TÂCHES À RÉALISER:
1 - D'après le texte sur les lagunes tunisiennes, en quelle année le Parc national de l'Ichkeul est-il devenu site du Patrimoine mondial ?
2 - Extrayez sans modification, du texte sur les lagunes tunisiennes, le passage qui va de « Ainsi, les apports » à « de poissons, etc.). ».

TEXTE:
++++++++++++++++++++

Agir pour les lagunes tunisiennes, c’est agir pour un patrimoine exceptionnel
Par Oum Kalthoum Ben Hassine - Les lagunes constituent une composante importante des zones humides tunisiennes. Elles comprennent une variété d’habitats différents d’une valeur écologique et écosystémique tout à fait unique et abritent, de ce fait, de nombreuses espèces dont certaines sont rares et / ou en danger. Ces espaces naturels remarquables par leurs diversités biologiques et écologiques forment un riche patrimoine d’un intérêt exceptionnel. Ainsi, le Parc national de l’Ichkeul, dont fait partie la lagune du même nom, détient, à lui seul, différents labels nationaux et internationaux (Réserve de la Biosphère en 1977, site du Patrimoine Mondial en 1979 et site Ramsar en 1980) qui témoignent de l’importance de ses habitats naturels pour la conservation et le maintien de la diversité biologique. Cinq autres lagunes (Ghar El Melh, Tunis Nord, Tunis Sud, Boughrara, El Bibane) sont considérées comme des sites d’intérêt écologique et biologique et labellisées en tant que sites Ramsar (zones humides d’importance internationale). De plus, en raison de leur forte productivité biologique, ces lagunes procurent aux populations riveraines des services socioéconomiques comme la pêche. Cependant, outre la pêche, différents usages se côtoient dans ces espaces et génèrent l’émergence de conflits et la multiplication des antagonismes.
En effet, l’intensification des activités humaines dans et à proximité des lagunes, avec le développement industriel (rejets de polluants chimiques toxiques), la croissance démographique (rejets urbains) et l’accroissement de l’utilisation de certaines pratiques agricoles (rejets de fongicides, pesticides, herbicides et engrais minéraux), exerce de multiples pressions sur ces écosystèmes. Ces dernières engendrent une dégradation importante et rapide de ces milieux naturels qui se traduit par des dysfonctionnements biologiques.
Ainsi, les apports excessifs d’éléments nutritifs par les rejets des eaux domestiques et agricoles ne sont plus assimilables par les lagunes et provoquent un déséquilibre du milieu avec des impacts biologiques et écologiques (disparition des espèces végétales aquatiques, mortalité massive de poissons, etc.).

++++++++++++++++++++

DONNÉES FOURNIES:
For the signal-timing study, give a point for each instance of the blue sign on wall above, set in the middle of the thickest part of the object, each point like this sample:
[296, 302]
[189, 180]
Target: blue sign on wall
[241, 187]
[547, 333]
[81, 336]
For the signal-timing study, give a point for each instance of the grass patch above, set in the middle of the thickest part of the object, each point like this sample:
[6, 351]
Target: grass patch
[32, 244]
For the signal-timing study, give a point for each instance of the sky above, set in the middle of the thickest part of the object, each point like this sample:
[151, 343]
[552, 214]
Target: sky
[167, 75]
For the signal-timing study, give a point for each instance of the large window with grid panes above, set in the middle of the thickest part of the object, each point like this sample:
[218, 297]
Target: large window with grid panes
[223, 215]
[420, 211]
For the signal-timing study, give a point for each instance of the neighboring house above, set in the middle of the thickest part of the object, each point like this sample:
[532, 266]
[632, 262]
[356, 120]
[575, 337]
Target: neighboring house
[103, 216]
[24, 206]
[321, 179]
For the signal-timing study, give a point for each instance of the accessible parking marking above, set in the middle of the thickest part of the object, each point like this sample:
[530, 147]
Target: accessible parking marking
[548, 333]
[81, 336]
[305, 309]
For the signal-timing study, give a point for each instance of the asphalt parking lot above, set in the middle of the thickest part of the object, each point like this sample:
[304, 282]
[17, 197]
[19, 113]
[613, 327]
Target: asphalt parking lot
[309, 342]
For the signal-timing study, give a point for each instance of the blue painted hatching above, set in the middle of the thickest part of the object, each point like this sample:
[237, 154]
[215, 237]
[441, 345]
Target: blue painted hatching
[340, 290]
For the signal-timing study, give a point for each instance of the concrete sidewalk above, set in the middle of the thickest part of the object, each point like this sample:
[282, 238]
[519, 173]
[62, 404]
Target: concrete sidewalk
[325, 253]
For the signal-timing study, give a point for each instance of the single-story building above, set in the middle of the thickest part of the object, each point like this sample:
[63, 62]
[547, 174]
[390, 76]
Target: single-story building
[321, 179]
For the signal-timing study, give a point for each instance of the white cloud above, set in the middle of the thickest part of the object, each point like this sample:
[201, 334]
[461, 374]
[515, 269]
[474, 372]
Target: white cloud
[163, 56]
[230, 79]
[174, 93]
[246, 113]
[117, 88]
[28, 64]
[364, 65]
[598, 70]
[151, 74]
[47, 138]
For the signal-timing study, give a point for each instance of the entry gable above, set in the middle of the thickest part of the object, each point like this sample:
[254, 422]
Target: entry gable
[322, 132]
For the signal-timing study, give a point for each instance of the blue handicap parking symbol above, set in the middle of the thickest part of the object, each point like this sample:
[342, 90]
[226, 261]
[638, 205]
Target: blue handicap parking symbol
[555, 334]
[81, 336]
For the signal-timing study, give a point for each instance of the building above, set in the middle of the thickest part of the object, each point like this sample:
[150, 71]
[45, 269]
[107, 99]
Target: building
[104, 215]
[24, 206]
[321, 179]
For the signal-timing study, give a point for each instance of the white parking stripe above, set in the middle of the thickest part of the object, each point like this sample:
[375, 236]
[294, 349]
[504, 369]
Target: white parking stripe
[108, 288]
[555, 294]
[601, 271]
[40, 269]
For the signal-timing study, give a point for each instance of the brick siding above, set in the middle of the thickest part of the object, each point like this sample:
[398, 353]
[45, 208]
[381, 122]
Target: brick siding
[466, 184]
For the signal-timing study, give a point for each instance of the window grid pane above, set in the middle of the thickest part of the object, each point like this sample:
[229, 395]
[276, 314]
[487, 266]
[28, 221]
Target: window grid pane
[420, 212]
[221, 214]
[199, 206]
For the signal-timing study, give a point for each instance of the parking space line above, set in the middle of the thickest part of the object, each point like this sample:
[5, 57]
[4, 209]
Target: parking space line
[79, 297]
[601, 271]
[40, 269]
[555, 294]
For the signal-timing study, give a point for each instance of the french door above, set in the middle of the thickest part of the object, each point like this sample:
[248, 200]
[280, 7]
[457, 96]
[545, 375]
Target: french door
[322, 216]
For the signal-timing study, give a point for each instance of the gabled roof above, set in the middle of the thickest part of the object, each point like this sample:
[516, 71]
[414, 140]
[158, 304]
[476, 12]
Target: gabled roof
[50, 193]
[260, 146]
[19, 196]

++++++++++++++++++++

RÉPONSES AUX TÂCHES:
1 - En 1979.

2 -
Ainsi, les apports excessifs d’éléments nutritifs par les rejets des eaux domestiques et agricoles ne sont plus assimilables par les lagunes et provoquent un déséquilibre du milieu avec des impacts biologiques et écologiques (disparition des espèces végétales aquatiques, mortalité massive de poissons, etc.).